## REQUIRED ACTION
Render this sentence from the TV series description into Spanish: "The official story is that he jumped, but his family believes he was murdered."

A new Science Channel series explores the suspicious deaths of scientific geniuses to determine if their demises were unfortunate coincidences or if these gifted minds were murdered for knowing too much. What some experts have deemed cold or closed cases, others see as ongoing conspiracies based on bizarre circumstances, significant holes in investigations, and possible motives for murder. In each of the eight, hour-long episodes, experts unravel the mysterious deaths of cutting-edge scientists, each caught in a web of intrigue before their lives were cut short. DEADLY INTELLIGENCE takes a closer look at the circumstances surrounding some of these fatalities to understand if ingenious research and discoveries cost brilliant scientists their lives.
The premiere episode looks to uncover the death of Frank Olson, a CIA employed biological warfare scientist, who died after falling out of the window of a New York City hotel in 1953. The official story is that he jumped, but his family believes he was murdered. One of the theories explored is that Olson, who witnessed brutal interrogations using biological agents he helped develop, may have developed misgivings about his work, leading the CIA to eliminate one of their own.

## SUPPLIED INFORMATION
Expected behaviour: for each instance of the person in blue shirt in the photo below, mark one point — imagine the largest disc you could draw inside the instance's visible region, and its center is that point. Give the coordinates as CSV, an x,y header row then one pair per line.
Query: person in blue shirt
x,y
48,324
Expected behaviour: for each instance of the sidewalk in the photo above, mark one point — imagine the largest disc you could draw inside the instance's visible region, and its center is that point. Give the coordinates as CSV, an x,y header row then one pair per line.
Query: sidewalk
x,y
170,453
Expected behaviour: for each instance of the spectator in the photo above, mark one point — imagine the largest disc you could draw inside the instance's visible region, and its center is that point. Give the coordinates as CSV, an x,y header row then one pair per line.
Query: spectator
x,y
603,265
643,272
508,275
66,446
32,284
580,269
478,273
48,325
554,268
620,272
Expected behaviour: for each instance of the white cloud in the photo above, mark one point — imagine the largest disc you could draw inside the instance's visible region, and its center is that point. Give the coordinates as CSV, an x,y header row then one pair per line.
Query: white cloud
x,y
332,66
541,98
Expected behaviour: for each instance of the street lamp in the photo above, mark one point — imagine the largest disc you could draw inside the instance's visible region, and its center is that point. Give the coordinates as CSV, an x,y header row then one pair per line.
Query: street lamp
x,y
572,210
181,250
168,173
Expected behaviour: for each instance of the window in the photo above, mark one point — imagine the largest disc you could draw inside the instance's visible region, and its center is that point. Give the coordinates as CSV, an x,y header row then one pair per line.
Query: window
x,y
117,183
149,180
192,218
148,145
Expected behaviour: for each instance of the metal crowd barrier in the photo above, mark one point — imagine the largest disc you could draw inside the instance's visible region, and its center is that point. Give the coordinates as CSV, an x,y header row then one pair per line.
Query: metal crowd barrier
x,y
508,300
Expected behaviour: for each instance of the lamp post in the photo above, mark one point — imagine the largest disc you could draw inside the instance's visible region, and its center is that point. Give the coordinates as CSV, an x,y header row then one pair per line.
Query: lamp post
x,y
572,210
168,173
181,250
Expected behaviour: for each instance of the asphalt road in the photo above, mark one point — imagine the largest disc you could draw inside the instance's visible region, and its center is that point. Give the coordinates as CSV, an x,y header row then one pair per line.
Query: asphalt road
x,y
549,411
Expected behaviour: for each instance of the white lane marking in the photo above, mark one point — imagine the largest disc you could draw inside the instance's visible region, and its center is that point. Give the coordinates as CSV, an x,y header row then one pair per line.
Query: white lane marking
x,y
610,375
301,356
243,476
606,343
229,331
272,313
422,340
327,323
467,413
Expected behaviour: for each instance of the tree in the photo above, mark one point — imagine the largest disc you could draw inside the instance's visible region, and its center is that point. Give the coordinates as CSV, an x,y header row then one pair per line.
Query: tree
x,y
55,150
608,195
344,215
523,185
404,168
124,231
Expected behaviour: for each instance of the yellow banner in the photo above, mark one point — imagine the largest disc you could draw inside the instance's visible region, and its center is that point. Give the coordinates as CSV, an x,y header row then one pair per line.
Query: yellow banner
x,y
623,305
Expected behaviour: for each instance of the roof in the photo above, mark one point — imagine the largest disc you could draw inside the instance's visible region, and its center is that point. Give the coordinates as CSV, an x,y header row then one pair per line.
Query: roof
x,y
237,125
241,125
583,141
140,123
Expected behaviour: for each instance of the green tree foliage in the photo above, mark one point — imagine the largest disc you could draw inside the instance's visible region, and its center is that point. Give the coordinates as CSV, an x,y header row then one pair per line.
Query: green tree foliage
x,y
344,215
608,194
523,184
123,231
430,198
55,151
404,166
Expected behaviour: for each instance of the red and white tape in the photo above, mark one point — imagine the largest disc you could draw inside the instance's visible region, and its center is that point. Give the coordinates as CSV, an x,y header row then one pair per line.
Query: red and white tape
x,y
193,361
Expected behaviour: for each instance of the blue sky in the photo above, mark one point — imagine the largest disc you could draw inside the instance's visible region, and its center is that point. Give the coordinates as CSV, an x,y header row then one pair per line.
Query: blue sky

## SOLUTION FOR THIS PROBLEM
La versión oficial es que saltó, pero su familia cree que fue asesinado.